Given task: Reproduce all of the data below, requests included, with every bounding-box coordinate in the answers multiplied by 0.2 and rounded to the nearest whole number, halves rounded up. Leave the requests unchanged.

--- Start Excerpted data ---

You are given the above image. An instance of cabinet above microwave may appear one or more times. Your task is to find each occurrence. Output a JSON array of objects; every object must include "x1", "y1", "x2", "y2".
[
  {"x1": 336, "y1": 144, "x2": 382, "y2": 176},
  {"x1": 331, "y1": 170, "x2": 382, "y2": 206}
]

--- End Excerpted data ---

Exercise result:
You are given the above image. An instance of cabinet above microwave may appear one or more times. Your task is to find each occurrence. Output a JSON array of objects; every object must include "x1", "y1", "x2", "y2".
[
  {"x1": 67, "y1": 29, "x2": 76, "y2": 35},
  {"x1": 66, "y1": 34, "x2": 76, "y2": 41}
]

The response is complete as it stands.